**Stated goal**
Render every one of the records below as a two-column CSV whose header row is text,answer. Give each record its own row, with its text in the text column and its answer in the answer column, each field in double quotes and with every line break replaced by a space.

**Recorded data**
────
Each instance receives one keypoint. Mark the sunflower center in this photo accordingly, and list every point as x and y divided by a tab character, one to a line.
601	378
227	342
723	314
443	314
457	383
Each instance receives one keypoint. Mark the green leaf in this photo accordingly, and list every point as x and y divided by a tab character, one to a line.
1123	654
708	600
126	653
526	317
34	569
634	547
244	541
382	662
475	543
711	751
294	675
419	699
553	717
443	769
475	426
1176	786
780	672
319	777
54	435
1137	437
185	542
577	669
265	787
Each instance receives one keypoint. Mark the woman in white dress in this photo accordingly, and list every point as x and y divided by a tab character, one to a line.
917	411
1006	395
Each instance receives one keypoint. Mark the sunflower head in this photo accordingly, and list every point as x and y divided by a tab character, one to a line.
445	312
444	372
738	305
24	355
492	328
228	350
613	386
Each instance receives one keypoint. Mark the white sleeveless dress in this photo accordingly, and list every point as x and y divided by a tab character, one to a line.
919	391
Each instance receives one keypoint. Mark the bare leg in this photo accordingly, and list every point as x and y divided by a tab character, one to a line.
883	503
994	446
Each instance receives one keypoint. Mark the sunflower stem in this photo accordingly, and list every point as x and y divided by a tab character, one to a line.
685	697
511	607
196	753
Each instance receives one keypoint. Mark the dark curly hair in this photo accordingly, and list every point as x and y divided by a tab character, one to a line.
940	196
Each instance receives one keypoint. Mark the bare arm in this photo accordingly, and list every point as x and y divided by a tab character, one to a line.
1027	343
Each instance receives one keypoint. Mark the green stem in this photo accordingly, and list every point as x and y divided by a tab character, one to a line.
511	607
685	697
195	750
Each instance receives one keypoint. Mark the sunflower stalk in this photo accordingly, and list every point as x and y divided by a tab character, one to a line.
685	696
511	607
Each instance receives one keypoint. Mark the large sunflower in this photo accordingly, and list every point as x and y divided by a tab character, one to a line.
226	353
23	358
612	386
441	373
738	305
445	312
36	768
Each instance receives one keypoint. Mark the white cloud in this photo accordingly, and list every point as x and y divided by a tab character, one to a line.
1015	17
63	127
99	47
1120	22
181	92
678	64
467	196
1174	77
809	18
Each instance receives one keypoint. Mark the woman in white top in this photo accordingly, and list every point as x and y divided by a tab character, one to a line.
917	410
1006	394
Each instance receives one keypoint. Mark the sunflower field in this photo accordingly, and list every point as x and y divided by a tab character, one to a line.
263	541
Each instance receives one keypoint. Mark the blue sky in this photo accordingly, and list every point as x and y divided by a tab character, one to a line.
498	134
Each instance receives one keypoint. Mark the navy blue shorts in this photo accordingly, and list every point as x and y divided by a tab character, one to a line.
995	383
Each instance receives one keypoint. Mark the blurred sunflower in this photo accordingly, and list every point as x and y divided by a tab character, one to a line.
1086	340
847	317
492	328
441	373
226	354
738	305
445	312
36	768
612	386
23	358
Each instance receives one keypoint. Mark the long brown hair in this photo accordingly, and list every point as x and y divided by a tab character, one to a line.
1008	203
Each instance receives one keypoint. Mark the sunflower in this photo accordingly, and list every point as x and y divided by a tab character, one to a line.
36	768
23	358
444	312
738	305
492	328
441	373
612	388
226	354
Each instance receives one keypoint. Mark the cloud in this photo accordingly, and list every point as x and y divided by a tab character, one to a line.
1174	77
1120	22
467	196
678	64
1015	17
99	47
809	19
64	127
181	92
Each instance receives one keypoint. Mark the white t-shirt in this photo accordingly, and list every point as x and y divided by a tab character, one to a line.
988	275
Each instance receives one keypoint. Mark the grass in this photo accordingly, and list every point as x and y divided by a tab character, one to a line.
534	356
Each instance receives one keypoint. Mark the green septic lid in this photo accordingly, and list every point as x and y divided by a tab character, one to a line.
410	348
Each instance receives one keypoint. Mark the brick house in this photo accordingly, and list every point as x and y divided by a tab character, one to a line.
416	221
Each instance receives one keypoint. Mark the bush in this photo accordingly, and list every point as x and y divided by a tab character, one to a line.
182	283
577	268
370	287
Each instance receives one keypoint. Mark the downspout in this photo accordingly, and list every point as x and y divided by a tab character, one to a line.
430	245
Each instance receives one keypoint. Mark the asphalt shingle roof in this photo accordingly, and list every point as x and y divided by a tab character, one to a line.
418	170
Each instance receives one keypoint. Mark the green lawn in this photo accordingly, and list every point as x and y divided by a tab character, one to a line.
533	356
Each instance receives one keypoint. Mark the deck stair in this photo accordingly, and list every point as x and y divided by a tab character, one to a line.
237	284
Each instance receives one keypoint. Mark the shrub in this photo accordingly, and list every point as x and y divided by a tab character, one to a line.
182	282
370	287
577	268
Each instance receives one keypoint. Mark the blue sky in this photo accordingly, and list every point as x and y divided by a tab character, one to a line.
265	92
────
**Expected answer**
text,answer
"Each instance receives one keypoint. Mark the sunflower center in this photo accordingly, and list every point as x and y divided by a tab character, one to a line.","601	378 227	342 723	314 443	314 457	383"
"Each instance receives one keypoint. Mark the green leaf in this photo accordingly, and list every point as x and y divided by a tab character, one to a line.","1123	654 708	600 126	653 526	317 34	569 634	547 244	541 382	662 475	543 711	751 294	675 419	699 553	717 443	769 475	426 1176	786 780	672 319	777 54	435 1137	437 185	542 577	669 265	787"
"Each instance receives one keypoint. Mark the woman in white dress in this photo accordingly, and list every point as x and y divided by a tab character, one to a line.","917	411 1006	395"
"Each instance receives one keypoint. Mark the sunflower head in this photo accordingly, and list every point as x and y divided by a tab character, one to a line.","445	312 444	372 738	305 24	355 492	328 228	350 613	386"
"Each instance receives one keypoint. Mark the white sleeveless dress in this photo accordingly, and list every point as x and y divided by a tab character, one to a line.","919	391"
"Each instance receives one keypoint. Mark the bare leg in this photo accordingly, and list every point as x and y divided by a tab character, one to a line.","883	503 994	446"
"Each instance receives one keypoint. Mark the sunflower stem in this photo accordingly, and list every point as x and y divided by a tab character, one to a line.","685	697 511	607 196	753"
"Each instance receives one keypoint. Mark the dark curly hair in this photo accordingly, and list every point as x and y divided by a tab character, one to a line.","940	196"
"Each instance receives one keypoint. Mark the bare arm in this photo accordingly, and list every point as x and y divided by a tab character, one to a line.","1027	343"
"Each instance receives one keypoint. Mark the green stem in this photo accordingly, and list every point as x and y divided by a tab character, one to a line.","511	607 685	697 195	750"
"Each instance receives one keypoint. Mark the sunflower stalk in this photo accordingly, and list every point as x and y divided by a tab character, one to a line.","685	696 511	607"
"Each instance receives one keypoint. Mark the large sunflower in this photo accordingly, and list every point as x and y divided by a tab character, one to a line.","226	353 23	358 612	386 441	373 738	305 445	312 36	768"
"Each instance receives one keypoint. Mark the white cloud in this photo accordingly, and list every point as x and y divided by a tab character, one to a line.","1015	17 63	127 99	47 1120	22 181	92 678	64 467	196 1174	77 809	18"
"Each instance receives one keypoint. Mark the woman in white top in this photo accordingly, and list every point as x and y divided by a tab character, one to a line.","917	410 1006	394"
"Each instance receives one keypoint. Mark the sunflower field in this photo accordingly, and list every point as x and y divided by a tab character, one to a line.","263	541"
"Each instance receives one keypoint. Mark the blue sky in this photo accordingly, and list every point as x and y divided by a tab character, one to a line.","498	134"
"Each instance receives one keypoint. Mark the navy blue shorts in this photo accordingly, and list every point as x and y divided by a tab character, one to a line.","995	383"
"Each instance receives one keypoint. Mark the blurred sunflower in this photo accordingly, and list every point as x and y divided by a tab character, one to a line.","1086	340 847	317 492	328 441	373 226	354 738	305 445	312 36	768 612	386 23	358"
"Each instance receives one keypoint. Mark the long brown hair in this photo accordingly, and list every point as x and y divided by a tab character, one to a line.","1008	203"
"Each instance receives one keypoint. Mark the sunflower in this photo accordingly, and list every point as x and y divided by a tab character, one to a line.","36	768 23	358 444	312 738	305 492	328 441	373 612	388 226	354"
"Each instance receives one keypoint. Mark the cloud in this photo accordingly, and list every point as x and y divided by a tab character, one to a line.","1174	77 1120	22 467	196 678	64 1015	17 99	47 809	19 64	127 181	92"
"Each instance receives one keypoint. Mark the white t-shirt in this photo accordingly, and list every point as x and y divided by a tab character, one to a line.","988	275"
"Each instance receives one keypoint. Mark the grass in this photo accordingly, and list every point as x and y divided by a tab character, one to a line.","534	356"
"Each instance receives one keypoint. Mark the green septic lid in this photo accordingly, and list every point as x and y divided by a tab character, one to a line.","410	348"
"Each instance receives one keypoint. Mark the brick house in this photo accordingly, and list every point as x and y divided by a tab character, one to a line.","416	221"
"Each instance receives one keypoint. Mark the bush in this photo accordingly, and list every point as x and y divided by a tab character, one to a line.","182	283 577	268 370	287"
"Each instance receives one keypoint. Mark the downspout in this photo accordingly, and list every point as x and y divided by a tab character, one to a line.","430	245"
"Each instance receives one keypoint. Mark the asphalt shingle roof in this photo accordingly, and list every point as x and y divided by a tab character, one to a line.","418	170"
"Each instance receives one keypoint. Mark the green lawn in this photo accordingly, and list every point as x and y divided by a tab character, one to a line.","533	356"
"Each instance receives one keypoint. Mark the deck stair in this photo accordingly, and list every point as x and y divided by a tab character, one to a line.","237	284"
"Each instance receives one keypoint. Mark the shrub in this photo accordingly, and list every point as x and y divided by a tab character, one to a line.","182	282 370	287 577	268"
"Each instance receives one keypoint. Mark the blue sky in this photo accordingly, and list every point as x and y divided by a tab character, one to a line.","265	92"